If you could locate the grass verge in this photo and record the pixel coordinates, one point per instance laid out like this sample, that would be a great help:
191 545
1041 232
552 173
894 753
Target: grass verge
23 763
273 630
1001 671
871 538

• [EXERCISE REQUIREMENTS]: Exact retyping of all the entries is required.

• [WRITTEN REPLY]:
If you could locate the grass verge in this photo and record the pixel coordinates, one point per instance laid out like this sample, that would be a great help:
191 545
1041 232
552 173
894 753
Target: grass verge
23 763
273 630
1001 671
871 538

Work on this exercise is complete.